> [Estratto del documento]
Da qualche tempo, nonostante le
considerazioni fatte, ho l’impressione che una parte di coloro che vedo
intorno a me, per strada, al lavoro, sui mezzi pubblici, nei negozi,
appartenga a un’altra specie. Una specie nuova, apparentemente affine
alla vecchia umanità (di cui faccio parte), ma con un diverso modo di
intendere e di “leggere” la realtà. Un modo che a noi, appartenenti alla
vecchia specie, può sembrare fuorviante, distorto, Non si tratta solo
di giovani e giovanissimi, nati e cresciuti nello sfacelo della
cosiddetta civiltà occidentale e in un habitat neocapitalistico
colonizzato. Sono uomini e donne che percepisco come distanti, troppo
diversi perché io possa considerarli miei simili.
Non si tratta soltanto del riconoscere la
diversità in profonde differenze culturali, come potrebbe accadere se
incontrassi un uiguro del Turkestan orientale o un calmucco, ma molto di
più, una frattura più grave e forse definitiva. Una frattura che
traccia una linea di demarcazione fra ciò che è stato l’uomo del secolo
precedente, pur “consumistico”, imborghesito, ideologizzato, comunque
prigioniero nella “gabbia di ferro” del capitalismo, e ciò che è ora
questa sua caricatura, che annuncia la comparsa di una nuova specie.

> [Da svolgere]
Nel brano sulla nuova specie umana, in quale gabbia era prigioniero l'uomo del secolo precedente?

> [Materiale presentato]
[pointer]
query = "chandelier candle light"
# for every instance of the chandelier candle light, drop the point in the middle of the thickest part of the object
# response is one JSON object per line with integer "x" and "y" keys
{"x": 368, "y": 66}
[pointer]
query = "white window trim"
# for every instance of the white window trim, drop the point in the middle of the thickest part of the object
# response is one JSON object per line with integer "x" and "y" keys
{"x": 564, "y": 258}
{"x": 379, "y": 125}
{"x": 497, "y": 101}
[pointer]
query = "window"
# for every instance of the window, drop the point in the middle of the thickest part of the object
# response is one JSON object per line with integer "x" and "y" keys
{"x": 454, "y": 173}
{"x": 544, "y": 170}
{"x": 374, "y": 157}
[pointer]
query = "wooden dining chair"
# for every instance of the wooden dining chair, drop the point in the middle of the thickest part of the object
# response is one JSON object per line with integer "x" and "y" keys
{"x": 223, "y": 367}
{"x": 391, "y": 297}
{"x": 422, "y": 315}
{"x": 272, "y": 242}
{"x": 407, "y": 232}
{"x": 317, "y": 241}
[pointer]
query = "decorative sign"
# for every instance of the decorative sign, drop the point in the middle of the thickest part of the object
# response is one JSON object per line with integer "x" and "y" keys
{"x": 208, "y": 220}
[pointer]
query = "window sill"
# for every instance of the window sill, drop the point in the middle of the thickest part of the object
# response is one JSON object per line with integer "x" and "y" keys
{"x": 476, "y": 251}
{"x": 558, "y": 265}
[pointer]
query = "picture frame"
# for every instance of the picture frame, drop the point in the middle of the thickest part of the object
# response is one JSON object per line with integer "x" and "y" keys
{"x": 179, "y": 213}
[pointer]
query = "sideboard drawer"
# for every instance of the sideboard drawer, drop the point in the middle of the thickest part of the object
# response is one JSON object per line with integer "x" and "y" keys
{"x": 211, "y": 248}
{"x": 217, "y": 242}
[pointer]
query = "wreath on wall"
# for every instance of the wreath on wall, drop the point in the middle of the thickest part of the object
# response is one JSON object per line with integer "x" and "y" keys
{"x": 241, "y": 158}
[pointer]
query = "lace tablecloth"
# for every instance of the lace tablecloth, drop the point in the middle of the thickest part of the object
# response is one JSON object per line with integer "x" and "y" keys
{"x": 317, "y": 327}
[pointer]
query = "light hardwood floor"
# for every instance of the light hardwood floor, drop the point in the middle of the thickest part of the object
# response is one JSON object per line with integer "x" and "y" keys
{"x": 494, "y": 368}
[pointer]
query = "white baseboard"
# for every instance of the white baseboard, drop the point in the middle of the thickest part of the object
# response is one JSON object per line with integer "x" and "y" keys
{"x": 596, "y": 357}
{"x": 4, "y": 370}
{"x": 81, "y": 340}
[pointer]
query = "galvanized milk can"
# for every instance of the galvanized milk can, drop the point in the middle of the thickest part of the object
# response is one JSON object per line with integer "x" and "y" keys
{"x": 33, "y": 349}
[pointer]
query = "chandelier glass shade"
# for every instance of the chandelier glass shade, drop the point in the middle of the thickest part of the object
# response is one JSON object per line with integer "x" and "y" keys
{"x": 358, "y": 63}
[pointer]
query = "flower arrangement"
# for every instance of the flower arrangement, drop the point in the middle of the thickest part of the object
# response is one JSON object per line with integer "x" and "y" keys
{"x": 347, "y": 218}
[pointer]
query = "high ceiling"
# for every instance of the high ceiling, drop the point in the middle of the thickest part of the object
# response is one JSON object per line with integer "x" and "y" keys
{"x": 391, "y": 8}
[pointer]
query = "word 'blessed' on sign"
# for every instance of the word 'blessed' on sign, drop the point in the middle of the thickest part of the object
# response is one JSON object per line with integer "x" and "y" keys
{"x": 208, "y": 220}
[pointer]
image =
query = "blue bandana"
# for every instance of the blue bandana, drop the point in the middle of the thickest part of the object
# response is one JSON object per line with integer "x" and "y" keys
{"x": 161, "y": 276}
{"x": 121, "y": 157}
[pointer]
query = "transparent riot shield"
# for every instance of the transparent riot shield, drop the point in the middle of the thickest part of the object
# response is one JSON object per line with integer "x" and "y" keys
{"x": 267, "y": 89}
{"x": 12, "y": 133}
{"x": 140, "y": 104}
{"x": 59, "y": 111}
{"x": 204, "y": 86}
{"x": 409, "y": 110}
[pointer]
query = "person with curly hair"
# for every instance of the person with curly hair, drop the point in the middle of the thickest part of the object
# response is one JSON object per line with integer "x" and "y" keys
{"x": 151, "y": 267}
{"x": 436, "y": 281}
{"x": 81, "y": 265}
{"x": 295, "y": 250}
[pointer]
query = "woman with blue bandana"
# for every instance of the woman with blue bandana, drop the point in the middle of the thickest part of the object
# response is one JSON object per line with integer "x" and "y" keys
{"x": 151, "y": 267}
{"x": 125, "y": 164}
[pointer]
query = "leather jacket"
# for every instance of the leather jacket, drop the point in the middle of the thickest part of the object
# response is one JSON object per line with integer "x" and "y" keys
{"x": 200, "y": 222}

> [Soluzione]
Nella «gabbia di ferro» del capitalismo.